▶ Page extract
* * * *

German Gaudiya Vaishnava guru and sannyasi

Sachinandana Swami (born 1954) is a Gaudiya Vaishnava guru, sannyasi, and one of the religious leaders of the International Society for Krishna Consciousness (commonly known as the Hare Krishnas or ISKCON).

== Biography ==
Of German origin, he joined ISKCON in 1970 and was initiated by the movement's founder, A. C. Bhaktivedanta Swami Prabhupada, in 1971. Sacinandana Swami is well known throughout ISKCON for his kirtana and public speaking. He teaches and writes prolifically on Vaishnavism and the Hare Krishna movement and has translated the Bhagavad Gita into German. His publications include The Nectarean Ocean of the Holy Name, The Gayatri Book, The Way of the Great Departure, The Art of Transformation, Spiritual Tonic, and The Living Name.

* * * *

(Dataset excerpts)
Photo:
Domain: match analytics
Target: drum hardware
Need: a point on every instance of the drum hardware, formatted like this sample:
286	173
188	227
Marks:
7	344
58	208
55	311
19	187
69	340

* * * *

▶ Work to complete
A. According to the biography, what is Sacinandana Swami well known for throughout ISKCON? Answer in one to three sentences.
B. Answer these questions from the biography, one per line:
(i) In what year was he born?
(ii) In what year did he join ISKCON?
(iii) Into what language did he translate the Bhagavad Gita?
C. Repeat the part of the biography that starts at "German Gaudiya Vaishnava" and ends at "Krishnas or ISKCON).".
This data is separate material and has no connection to the biography.

▶ Answers by task
A. He is well known throughout ISKCON for his kirtana and his public speaking.

B.
(i) 1954
(ii) 1970
(iii) German

C.
German Gaudiya Vaishnava guru and sannyasi

Sachinandana Swami (born 1954) is a Gaudiya Vaishnava guru, sannyasi, and one of the religious leaders of the International Society for Krishna Consciousness (commonly known as the Hare Krishnas or ISKCON).